** Data provided follows **

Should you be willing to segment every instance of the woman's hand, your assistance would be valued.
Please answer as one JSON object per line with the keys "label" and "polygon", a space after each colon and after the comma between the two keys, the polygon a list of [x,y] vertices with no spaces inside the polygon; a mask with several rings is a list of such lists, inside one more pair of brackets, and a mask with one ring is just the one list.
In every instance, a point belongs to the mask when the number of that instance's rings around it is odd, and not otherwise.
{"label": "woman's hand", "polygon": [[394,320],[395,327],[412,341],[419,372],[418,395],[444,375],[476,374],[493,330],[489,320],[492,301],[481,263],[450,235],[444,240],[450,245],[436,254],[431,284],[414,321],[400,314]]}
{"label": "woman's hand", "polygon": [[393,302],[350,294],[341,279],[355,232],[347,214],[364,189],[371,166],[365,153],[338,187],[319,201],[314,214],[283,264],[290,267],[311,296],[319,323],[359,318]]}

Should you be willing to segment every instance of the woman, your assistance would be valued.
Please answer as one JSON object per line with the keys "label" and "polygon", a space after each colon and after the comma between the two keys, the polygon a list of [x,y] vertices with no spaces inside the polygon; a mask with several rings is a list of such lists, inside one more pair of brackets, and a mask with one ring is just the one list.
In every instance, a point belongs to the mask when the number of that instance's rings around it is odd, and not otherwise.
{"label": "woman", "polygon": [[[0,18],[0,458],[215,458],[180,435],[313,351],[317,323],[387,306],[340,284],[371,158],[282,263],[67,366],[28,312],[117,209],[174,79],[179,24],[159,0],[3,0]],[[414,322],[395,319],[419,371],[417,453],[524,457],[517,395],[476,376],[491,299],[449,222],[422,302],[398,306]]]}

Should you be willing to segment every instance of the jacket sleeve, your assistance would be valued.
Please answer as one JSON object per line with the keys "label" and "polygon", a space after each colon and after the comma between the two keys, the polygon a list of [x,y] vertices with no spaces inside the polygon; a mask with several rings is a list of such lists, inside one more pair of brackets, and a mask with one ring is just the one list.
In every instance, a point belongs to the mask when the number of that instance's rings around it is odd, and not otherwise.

** End of Data provided **

§ **Work instructions**
Read the entries above and find each line holding the word "your". Copy it out.

§ **Result for this task**
Should you be willing to segment every instance of the woman's hand, your assistance would be valued.
Should you be willing to segment every instance of the woman, your assistance would be valued.
Should you be willing to segment every instance of the jacket sleeve, your assistance would be valued.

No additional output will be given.